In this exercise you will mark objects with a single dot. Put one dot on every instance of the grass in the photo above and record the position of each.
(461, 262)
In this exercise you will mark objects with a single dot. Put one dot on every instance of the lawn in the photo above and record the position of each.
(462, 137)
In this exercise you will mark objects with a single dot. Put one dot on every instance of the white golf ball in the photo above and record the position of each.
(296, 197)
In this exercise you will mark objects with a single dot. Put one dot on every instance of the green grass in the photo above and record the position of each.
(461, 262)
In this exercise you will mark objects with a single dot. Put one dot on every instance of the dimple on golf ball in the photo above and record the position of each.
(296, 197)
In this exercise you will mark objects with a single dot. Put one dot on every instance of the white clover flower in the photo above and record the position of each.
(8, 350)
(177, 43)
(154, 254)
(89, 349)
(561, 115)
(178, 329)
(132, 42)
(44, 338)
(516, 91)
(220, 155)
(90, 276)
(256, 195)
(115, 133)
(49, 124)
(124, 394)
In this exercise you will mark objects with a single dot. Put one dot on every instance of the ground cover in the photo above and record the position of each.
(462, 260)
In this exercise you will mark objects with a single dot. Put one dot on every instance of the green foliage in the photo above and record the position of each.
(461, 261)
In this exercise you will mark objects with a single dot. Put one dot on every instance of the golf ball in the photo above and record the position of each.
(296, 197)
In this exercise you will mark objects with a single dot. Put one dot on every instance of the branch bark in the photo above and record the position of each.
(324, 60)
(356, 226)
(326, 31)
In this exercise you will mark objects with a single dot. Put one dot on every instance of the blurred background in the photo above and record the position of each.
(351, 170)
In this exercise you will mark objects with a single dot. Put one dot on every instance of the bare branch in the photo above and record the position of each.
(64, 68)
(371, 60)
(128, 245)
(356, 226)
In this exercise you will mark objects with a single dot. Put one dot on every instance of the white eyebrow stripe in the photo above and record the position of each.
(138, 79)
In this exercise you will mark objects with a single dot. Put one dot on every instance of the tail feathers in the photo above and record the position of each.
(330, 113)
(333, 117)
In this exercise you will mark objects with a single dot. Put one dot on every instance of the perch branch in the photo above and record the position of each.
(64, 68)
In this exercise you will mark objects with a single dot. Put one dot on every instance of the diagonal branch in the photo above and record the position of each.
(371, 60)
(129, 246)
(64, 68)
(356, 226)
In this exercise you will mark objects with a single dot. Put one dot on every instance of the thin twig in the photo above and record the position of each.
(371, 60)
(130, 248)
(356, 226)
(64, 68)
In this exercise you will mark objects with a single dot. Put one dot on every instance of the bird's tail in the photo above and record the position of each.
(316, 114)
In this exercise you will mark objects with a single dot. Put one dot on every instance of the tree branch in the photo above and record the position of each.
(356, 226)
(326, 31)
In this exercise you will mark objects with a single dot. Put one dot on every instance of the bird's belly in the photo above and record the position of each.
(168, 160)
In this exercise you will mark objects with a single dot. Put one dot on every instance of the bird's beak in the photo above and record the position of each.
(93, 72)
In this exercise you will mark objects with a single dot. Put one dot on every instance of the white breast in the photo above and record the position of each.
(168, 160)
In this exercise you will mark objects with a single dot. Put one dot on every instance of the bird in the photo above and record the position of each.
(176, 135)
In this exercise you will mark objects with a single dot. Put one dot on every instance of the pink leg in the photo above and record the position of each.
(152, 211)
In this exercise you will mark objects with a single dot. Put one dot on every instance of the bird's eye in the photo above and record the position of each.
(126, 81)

---

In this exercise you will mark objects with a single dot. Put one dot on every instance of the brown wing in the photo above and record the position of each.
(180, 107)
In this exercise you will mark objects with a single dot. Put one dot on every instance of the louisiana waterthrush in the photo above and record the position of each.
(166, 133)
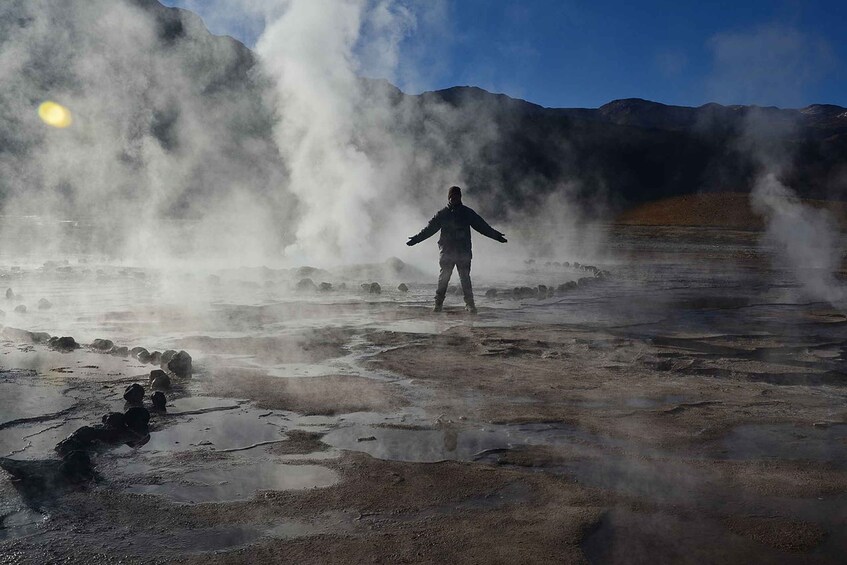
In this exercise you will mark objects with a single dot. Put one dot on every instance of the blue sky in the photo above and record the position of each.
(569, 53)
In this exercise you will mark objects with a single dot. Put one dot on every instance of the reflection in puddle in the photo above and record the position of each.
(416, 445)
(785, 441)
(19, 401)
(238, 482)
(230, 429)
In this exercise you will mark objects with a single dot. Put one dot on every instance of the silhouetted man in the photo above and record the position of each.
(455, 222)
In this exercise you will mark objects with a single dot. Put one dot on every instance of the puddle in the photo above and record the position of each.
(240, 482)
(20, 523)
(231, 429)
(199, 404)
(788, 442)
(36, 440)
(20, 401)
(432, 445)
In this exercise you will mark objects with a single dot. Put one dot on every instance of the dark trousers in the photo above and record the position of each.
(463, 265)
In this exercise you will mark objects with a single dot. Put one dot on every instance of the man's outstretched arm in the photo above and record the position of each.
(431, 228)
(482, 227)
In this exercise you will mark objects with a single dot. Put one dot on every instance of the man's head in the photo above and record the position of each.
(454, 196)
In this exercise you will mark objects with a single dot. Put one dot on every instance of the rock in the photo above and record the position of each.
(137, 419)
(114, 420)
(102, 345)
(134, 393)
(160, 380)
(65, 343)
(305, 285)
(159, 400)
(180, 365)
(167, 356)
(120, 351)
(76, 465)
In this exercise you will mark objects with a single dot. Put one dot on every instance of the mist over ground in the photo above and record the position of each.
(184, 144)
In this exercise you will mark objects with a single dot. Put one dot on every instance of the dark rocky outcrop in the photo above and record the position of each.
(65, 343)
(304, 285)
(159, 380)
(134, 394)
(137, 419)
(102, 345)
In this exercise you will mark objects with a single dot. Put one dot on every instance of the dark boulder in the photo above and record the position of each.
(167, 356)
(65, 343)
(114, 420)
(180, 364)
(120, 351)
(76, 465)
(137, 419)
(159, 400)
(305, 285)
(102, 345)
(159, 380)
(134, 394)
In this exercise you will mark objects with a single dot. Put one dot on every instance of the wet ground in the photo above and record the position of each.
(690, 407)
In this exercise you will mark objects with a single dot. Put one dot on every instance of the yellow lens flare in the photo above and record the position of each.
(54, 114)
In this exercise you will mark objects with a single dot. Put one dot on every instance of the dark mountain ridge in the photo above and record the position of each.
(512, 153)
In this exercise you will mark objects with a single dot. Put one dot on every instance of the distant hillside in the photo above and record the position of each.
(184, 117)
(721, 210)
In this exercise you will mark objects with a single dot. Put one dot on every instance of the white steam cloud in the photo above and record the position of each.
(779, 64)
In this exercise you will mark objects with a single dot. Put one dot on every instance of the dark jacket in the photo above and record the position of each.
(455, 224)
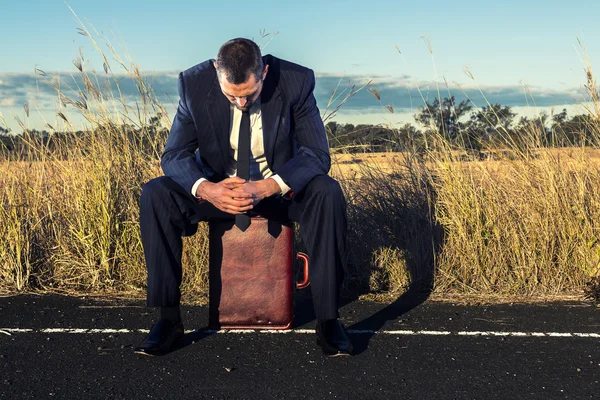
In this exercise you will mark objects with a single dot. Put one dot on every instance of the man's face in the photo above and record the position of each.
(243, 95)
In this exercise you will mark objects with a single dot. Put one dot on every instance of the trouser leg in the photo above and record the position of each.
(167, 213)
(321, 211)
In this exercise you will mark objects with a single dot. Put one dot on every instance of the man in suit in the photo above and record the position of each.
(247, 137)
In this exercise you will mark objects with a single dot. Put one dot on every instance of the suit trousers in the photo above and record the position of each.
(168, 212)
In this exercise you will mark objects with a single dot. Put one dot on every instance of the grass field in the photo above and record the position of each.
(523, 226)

---

What to produce: Pull out every line of the data above that contains the string "belly", matching case exactly.

Answer to the task:
In this exercise you will mark objects with a single dot. Put one dot on every instance of the bird's belly in the photo above and record the position of each.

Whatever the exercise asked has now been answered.